# [Exercise brief]
Copy each of the following entries line for line, leaving every word and number as it stands.

Dataset records
'''

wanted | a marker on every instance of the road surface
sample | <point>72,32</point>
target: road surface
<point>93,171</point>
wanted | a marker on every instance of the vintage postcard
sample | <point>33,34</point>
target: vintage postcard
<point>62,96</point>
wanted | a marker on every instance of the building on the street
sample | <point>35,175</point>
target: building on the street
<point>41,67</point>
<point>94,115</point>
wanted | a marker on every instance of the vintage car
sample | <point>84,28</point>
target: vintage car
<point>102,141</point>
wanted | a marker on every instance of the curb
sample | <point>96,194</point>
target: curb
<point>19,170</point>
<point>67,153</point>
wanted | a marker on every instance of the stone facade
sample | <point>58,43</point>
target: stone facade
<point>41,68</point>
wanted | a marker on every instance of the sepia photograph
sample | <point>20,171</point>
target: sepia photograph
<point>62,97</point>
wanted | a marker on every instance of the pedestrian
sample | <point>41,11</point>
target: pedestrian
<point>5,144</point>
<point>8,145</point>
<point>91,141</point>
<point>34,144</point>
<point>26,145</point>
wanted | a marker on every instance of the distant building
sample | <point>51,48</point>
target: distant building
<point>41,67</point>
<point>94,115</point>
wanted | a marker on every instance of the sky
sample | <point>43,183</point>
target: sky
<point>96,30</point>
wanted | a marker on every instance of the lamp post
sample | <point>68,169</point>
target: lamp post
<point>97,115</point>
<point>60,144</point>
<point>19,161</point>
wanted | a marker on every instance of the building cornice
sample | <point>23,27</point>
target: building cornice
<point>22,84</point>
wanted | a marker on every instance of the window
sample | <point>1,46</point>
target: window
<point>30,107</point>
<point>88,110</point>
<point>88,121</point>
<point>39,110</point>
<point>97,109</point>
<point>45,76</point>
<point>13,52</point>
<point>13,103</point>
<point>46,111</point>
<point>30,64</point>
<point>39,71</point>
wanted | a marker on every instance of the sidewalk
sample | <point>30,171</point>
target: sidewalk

'''

# [Task solution]
wanted | a marker on every instance of the road surface
sample | <point>72,32</point>
target: road surface
<point>93,171</point>
wanted | a marker on every instance of the vintage postcard
sample | <point>33,34</point>
target: vintage postcard
<point>62,96</point>
wanted | a marker on every instance of the building on the street
sample | <point>35,175</point>
target: building on the street
<point>41,67</point>
<point>94,115</point>
wanted | a marker on every instance of the vintage car
sample | <point>84,28</point>
target: vintage car
<point>102,141</point>
wanted | a marker on every instance of the curb
sample | <point>96,194</point>
target: curb
<point>19,170</point>
<point>67,153</point>
wanted | a marker on every instance of the stone facade
sample | <point>58,43</point>
target: stone facade
<point>41,68</point>
wanted | a marker on every instance of the sepia photograph
sample | <point>20,171</point>
target: sepia photograph
<point>62,97</point>
wanted | a marker on every instance of the pedestrian
sample | <point>41,11</point>
target: pedestrian
<point>5,144</point>
<point>8,145</point>
<point>91,141</point>
<point>34,144</point>
<point>26,145</point>
wanted | a marker on every instance of the distant building
sample | <point>51,48</point>
target: distant building
<point>41,67</point>
<point>94,115</point>
wanted | a marker on every instance of the sky
sample | <point>43,183</point>
target: sky
<point>96,30</point>
wanted | a marker on every instance of the lamp post
sample | <point>68,169</point>
target: lamp post
<point>97,115</point>
<point>60,144</point>
<point>19,161</point>
wanted | a marker on every instance of the building cornice
sample | <point>23,27</point>
target: building cornice
<point>22,84</point>
wanted | a marker on every instance of the window
sample | <point>1,46</point>
target: window
<point>30,107</point>
<point>88,110</point>
<point>88,121</point>
<point>39,110</point>
<point>97,109</point>
<point>45,76</point>
<point>13,52</point>
<point>13,103</point>
<point>46,111</point>
<point>30,64</point>
<point>39,71</point>
wanted | a marker on every instance of the sidewalk
sample | <point>30,171</point>
target: sidewalk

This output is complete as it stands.